**Instructions for the task:**
The response should consist of the records that follow, printed exactly.
Start of Input records
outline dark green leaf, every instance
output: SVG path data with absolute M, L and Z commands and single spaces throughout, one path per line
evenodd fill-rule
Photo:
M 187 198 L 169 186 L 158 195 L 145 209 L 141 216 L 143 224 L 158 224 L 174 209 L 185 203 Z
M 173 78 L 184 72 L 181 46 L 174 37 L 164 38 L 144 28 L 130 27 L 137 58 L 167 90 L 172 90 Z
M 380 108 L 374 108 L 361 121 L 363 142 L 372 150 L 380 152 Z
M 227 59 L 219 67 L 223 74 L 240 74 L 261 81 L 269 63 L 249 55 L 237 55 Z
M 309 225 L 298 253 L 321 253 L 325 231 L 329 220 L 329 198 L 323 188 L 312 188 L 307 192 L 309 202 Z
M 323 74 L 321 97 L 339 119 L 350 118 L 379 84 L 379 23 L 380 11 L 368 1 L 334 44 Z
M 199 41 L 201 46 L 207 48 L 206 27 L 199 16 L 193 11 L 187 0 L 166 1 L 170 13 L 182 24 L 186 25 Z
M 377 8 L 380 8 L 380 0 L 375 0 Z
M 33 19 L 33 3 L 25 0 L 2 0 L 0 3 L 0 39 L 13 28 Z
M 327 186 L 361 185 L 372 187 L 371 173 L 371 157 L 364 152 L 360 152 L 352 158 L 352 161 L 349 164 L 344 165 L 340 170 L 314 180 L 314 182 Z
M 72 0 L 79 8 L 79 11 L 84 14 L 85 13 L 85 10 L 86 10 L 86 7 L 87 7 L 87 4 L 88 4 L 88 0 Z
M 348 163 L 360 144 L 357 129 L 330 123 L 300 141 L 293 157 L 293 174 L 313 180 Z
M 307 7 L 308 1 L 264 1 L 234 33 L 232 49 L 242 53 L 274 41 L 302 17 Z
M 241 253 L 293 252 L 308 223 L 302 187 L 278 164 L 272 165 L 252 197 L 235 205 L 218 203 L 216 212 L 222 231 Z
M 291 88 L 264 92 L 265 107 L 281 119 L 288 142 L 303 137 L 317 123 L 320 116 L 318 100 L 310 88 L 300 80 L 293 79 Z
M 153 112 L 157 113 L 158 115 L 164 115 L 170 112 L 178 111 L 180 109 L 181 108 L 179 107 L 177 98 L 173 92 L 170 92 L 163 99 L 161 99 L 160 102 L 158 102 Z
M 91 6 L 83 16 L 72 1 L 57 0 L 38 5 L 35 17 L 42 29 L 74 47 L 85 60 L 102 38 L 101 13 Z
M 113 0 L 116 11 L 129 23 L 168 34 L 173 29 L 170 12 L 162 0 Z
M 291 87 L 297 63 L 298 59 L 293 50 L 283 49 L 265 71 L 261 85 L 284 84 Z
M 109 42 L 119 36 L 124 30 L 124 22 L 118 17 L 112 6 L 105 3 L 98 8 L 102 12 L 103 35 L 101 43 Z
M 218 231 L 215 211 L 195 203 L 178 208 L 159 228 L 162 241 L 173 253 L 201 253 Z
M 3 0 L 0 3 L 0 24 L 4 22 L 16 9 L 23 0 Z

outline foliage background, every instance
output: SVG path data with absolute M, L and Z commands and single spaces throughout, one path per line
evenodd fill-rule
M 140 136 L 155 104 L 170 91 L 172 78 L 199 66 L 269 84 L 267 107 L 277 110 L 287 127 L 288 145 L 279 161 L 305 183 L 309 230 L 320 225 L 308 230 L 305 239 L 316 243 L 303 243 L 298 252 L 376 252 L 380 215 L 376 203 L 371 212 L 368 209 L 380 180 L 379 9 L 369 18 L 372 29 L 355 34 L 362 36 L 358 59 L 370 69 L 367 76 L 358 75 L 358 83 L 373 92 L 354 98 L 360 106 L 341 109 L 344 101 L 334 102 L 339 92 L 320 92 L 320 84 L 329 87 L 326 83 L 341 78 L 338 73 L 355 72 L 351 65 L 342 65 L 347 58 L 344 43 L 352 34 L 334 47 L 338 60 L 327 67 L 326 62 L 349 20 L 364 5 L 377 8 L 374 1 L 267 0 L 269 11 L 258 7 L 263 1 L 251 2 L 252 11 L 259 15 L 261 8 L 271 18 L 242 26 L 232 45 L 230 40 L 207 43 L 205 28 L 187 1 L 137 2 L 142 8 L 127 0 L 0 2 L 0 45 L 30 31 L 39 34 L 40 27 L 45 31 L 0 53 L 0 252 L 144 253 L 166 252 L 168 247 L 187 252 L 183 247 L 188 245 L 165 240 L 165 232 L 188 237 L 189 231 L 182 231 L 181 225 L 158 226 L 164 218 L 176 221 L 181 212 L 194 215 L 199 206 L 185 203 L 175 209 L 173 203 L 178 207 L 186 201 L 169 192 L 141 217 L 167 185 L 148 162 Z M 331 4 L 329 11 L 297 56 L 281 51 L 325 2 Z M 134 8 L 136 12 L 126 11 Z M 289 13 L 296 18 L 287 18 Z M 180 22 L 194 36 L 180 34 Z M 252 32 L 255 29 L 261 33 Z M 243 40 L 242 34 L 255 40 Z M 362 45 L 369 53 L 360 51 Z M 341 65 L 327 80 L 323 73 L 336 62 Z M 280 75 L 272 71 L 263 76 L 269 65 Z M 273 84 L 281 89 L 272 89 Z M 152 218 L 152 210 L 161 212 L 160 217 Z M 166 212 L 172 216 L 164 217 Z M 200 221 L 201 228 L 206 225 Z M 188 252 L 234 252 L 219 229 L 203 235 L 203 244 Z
End of Input records
**Exercise response:**
outline dark green leaf, every instance
output: SVG path data with absolute M, L and Z commands and single spaces throughout, one path per line
evenodd fill-rule
Photo:
M 187 198 L 169 186 L 158 195 L 145 209 L 141 216 L 143 224 L 158 224 L 174 209 L 185 203 Z
M 173 78 L 184 72 L 181 46 L 174 37 L 164 38 L 144 28 L 130 27 L 137 58 L 167 90 L 172 90 Z
M 380 108 L 374 108 L 361 121 L 363 142 L 372 150 L 380 152 Z
M 227 59 L 219 67 L 223 74 L 240 74 L 261 81 L 269 63 L 249 55 L 237 55 Z
M 309 225 L 298 253 L 321 253 L 325 231 L 329 220 L 329 198 L 323 188 L 312 188 L 307 192 L 309 202 Z
M 323 74 L 321 97 L 339 119 L 350 118 L 379 84 L 379 23 L 380 11 L 368 1 L 334 44 Z
M 199 41 L 201 46 L 207 48 L 206 27 L 199 16 L 193 11 L 187 0 L 166 1 L 170 13 L 182 24 L 186 25 Z
M 377 8 L 380 8 L 380 0 L 375 0 Z
M 33 19 L 33 3 L 25 0 L 2 0 L 0 3 L 0 39 L 13 28 Z
M 327 186 L 361 185 L 372 187 L 371 173 L 371 157 L 364 152 L 360 152 L 352 158 L 352 161 L 349 164 L 344 165 L 340 170 L 314 180 L 314 182 Z
M 72 0 L 79 8 L 79 11 L 84 14 L 85 13 L 85 10 L 86 10 L 86 7 L 87 7 L 87 4 L 88 4 L 88 0 Z
M 348 163 L 360 144 L 357 129 L 330 123 L 300 141 L 293 157 L 293 174 L 313 180 Z
M 307 7 L 308 1 L 264 1 L 234 33 L 232 49 L 242 53 L 274 41 L 302 17 Z
M 241 253 L 293 252 L 308 223 L 302 187 L 278 164 L 272 165 L 252 197 L 235 205 L 218 203 L 216 212 L 222 231 Z
M 291 88 L 264 92 L 265 107 L 281 119 L 288 142 L 303 137 L 317 123 L 320 116 L 318 100 L 310 88 L 300 80 L 293 79 Z
M 153 112 L 157 113 L 158 115 L 164 115 L 170 112 L 178 111 L 180 109 L 181 108 L 179 107 L 177 98 L 173 92 L 170 92 L 163 99 L 161 99 L 160 102 L 158 102 Z
M 91 6 L 83 16 L 72 1 L 57 0 L 38 5 L 35 17 L 42 29 L 74 47 L 85 60 L 102 38 L 101 13 Z
M 113 0 L 116 11 L 129 23 L 168 34 L 173 29 L 170 12 L 162 0 Z
M 291 87 L 297 63 L 298 59 L 293 50 L 283 49 L 265 71 L 261 85 L 284 84 Z
M 109 42 L 119 36 L 124 30 L 124 22 L 118 17 L 112 6 L 105 3 L 98 8 L 102 12 L 103 35 L 101 43 Z
M 218 231 L 215 211 L 195 203 L 178 208 L 159 228 L 162 241 L 173 253 L 201 253 Z
M 3 0 L 0 3 L 0 24 L 4 22 L 16 9 L 23 0 Z

outline foliage background, every instance
output: SVG path data with absolute M, L and Z commands and single spaces throughout, one path per line
evenodd fill-rule
M 140 136 L 155 104 L 170 91 L 172 78 L 199 66 L 269 84 L 267 107 L 277 110 L 287 127 L 288 145 L 279 161 L 305 183 L 309 230 L 320 225 L 308 230 L 305 239 L 316 243 L 303 243 L 298 252 L 376 252 L 380 215 L 376 203 L 371 212 L 368 209 L 380 180 L 379 9 L 369 18 L 372 29 L 355 34 L 362 36 L 358 59 L 370 69 L 367 76 L 358 75 L 358 83 L 373 92 L 354 98 L 360 106 L 341 109 L 344 101 L 334 102 L 339 92 L 320 92 L 320 84 L 329 87 L 326 83 L 341 78 L 338 73 L 355 72 L 351 65 L 342 65 L 347 58 L 344 43 L 352 34 L 334 47 L 338 60 L 327 67 L 326 62 L 349 20 L 364 5 L 377 8 L 374 1 L 267 0 L 269 11 L 258 7 L 263 1 L 251 2 L 252 11 L 259 15 L 261 8 L 271 18 L 242 26 L 232 45 L 230 40 L 207 43 L 205 28 L 187 1 L 137 2 L 142 8 L 127 0 L 0 2 L 0 45 L 30 31 L 39 34 L 40 27 L 45 31 L 0 53 L 0 252 L 144 253 L 166 252 L 168 247 L 187 252 L 183 247 L 188 245 L 165 240 L 165 232 L 188 237 L 189 231 L 182 231 L 181 225 L 158 226 L 164 218 L 176 221 L 181 212 L 194 215 L 199 206 L 185 203 L 175 209 L 173 203 L 178 207 L 186 201 L 169 192 L 141 217 L 167 185 L 148 162 Z M 331 4 L 329 11 L 297 56 L 281 51 L 325 2 Z M 134 8 L 136 12 L 126 11 Z M 289 13 L 296 18 L 287 18 Z M 180 22 L 194 36 L 180 34 Z M 252 32 L 255 29 L 261 33 Z M 243 40 L 242 34 L 255 40 Z M 362 45 L 369 53 L 360 51 Z M 341 65 L 327 80 L 323 73 L 336 62 Z M 280 75 L 272 71 L 263 76 L 269 65 Z M 273 84 L 281 89 L 272 89 Z M 152 218 L 152 210 L 161 212 L 160 217 Z M 166 212 L 172 216 L 164 217 Z M 200 221 L 201 228 L 206 225 Z M 188 252 L 234 252 L 219 229 L 203 235 L 203 244 Z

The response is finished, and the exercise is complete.